▸ Stored items
- - - - - - -

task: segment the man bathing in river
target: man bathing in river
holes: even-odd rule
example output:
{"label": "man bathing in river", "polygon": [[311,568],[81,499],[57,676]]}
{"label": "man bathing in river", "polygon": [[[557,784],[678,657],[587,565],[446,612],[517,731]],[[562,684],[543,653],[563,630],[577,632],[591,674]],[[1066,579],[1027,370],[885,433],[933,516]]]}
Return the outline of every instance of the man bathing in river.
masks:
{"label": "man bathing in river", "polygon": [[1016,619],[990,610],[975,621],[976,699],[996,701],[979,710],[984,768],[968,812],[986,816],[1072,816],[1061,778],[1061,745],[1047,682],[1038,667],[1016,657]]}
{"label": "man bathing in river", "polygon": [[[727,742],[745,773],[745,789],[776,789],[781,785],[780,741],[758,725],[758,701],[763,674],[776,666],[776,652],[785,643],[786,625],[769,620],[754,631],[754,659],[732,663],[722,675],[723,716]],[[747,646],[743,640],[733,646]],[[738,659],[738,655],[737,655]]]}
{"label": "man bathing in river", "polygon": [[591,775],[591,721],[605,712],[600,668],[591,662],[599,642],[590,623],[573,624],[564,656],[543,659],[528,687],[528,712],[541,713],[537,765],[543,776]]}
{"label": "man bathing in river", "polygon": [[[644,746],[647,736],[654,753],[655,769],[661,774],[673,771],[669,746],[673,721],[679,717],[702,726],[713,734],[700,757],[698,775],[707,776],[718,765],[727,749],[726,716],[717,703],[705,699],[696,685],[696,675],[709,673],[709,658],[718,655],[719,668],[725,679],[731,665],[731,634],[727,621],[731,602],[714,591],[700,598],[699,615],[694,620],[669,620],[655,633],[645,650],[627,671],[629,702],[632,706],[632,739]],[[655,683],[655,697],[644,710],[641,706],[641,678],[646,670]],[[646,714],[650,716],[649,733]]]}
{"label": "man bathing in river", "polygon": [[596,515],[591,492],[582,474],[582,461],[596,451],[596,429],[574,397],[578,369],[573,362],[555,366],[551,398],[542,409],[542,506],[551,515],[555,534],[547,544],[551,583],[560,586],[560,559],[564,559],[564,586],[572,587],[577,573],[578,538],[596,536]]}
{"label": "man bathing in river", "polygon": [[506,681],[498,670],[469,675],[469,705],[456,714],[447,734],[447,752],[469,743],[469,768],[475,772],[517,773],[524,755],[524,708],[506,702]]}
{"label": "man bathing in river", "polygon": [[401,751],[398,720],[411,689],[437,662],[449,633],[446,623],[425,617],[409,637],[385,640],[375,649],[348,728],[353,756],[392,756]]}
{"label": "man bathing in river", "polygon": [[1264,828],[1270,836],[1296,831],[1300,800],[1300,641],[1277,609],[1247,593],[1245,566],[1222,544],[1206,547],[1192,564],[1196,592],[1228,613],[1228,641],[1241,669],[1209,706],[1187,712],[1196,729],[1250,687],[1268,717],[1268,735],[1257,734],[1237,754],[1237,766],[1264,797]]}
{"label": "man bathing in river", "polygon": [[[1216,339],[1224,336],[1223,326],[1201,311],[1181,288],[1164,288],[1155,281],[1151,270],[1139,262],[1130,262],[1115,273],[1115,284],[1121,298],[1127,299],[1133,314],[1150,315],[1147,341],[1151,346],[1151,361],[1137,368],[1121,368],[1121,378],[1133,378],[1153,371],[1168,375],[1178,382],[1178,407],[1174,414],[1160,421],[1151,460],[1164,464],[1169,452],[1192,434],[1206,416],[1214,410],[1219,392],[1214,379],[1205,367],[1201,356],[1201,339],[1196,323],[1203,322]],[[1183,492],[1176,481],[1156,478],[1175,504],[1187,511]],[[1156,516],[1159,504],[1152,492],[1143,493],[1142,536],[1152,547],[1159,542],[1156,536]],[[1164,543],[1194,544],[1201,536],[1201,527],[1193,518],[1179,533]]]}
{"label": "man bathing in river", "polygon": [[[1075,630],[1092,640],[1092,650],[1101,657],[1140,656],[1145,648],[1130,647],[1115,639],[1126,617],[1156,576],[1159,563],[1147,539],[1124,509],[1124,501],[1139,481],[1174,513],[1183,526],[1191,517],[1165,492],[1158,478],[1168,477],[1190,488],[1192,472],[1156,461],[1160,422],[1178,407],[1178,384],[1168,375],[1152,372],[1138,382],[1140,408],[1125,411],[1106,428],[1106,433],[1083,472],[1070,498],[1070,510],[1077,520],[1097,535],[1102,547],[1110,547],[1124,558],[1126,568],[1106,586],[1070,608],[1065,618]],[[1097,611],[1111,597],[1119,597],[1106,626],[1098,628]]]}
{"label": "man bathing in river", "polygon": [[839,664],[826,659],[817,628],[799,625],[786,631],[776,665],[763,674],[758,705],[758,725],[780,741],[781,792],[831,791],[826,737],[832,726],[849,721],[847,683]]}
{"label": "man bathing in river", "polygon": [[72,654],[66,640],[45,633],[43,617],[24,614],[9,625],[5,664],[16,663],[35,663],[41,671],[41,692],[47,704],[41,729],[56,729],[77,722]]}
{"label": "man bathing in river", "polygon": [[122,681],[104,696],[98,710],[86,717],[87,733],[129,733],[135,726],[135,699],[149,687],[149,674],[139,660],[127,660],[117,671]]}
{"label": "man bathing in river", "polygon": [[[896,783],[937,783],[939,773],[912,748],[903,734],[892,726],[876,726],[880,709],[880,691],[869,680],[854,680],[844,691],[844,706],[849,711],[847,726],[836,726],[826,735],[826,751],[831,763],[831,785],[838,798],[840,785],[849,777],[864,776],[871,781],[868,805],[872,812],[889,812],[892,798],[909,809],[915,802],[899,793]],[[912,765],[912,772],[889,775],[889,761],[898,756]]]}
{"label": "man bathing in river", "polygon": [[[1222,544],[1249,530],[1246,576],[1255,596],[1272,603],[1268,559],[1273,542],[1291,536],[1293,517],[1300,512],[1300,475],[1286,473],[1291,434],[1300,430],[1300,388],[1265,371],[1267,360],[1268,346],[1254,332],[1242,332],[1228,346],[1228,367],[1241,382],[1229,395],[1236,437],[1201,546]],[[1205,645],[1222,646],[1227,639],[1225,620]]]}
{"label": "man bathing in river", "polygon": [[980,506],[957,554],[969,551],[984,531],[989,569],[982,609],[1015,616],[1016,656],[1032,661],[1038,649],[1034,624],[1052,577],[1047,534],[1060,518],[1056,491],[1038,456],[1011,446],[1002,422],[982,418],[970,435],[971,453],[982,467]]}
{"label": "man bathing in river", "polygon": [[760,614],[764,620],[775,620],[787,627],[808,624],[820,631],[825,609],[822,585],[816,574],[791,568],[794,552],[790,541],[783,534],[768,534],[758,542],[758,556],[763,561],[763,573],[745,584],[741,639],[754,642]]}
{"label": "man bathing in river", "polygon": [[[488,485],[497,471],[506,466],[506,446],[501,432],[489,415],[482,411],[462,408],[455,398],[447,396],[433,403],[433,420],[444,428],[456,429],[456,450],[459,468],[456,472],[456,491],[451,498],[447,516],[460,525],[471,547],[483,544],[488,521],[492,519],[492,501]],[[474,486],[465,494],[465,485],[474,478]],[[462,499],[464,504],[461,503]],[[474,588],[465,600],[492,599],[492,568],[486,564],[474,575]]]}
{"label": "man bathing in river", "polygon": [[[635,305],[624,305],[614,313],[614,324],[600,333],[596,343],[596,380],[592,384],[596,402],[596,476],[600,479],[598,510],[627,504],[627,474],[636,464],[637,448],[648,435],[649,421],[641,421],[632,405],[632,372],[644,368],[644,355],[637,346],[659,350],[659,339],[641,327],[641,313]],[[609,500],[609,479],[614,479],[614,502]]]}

- - - - - - -

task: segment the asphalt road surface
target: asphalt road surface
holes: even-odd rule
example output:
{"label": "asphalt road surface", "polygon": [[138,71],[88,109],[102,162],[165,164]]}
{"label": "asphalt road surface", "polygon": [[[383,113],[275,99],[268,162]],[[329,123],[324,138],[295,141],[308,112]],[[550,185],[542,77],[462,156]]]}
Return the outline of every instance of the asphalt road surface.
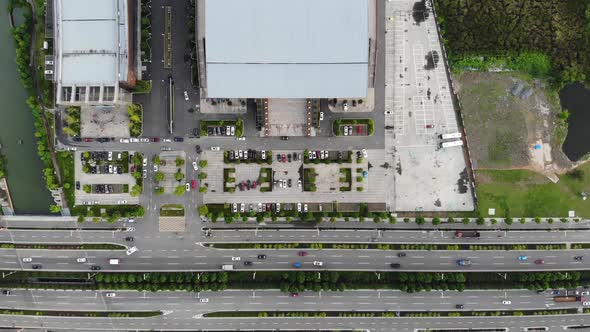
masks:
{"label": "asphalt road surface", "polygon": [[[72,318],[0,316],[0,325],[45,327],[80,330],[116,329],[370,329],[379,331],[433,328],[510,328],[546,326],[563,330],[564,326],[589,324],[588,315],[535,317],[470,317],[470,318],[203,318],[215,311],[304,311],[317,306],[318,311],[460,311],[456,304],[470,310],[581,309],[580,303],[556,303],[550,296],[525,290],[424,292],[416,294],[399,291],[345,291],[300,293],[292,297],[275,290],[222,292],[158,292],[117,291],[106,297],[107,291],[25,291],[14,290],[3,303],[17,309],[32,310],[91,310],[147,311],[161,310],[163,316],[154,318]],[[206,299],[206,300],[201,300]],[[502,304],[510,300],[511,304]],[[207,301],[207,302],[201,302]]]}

- - - - - - -

▸ TASK OBJECTIVE
When the line with "task: segment the man bathing in river" is reached in the data above, start copying there, and copy each line exactly until the line with "Return the outline of every instance of the man" has been copied; copy nothing else.

▸ RESPONSE AREA
task: segment the man bathing in river
target: man bathing in river
holes: even-odd rule
example output:
{"label": "man bathing in river", "polygon": [[311,568],[81,499],[57,676]]}
{"label": "man bathing in river", "polygon": [[[557,784],[678,657],[587,565],[446,612],[517,731]],[[562,684],[543,653],[563,630],[577,632],[591,674]],[[1066,579],[1027,370],[885,433],[933,516]]]}
Return the outline of every instance of the man bathing in river.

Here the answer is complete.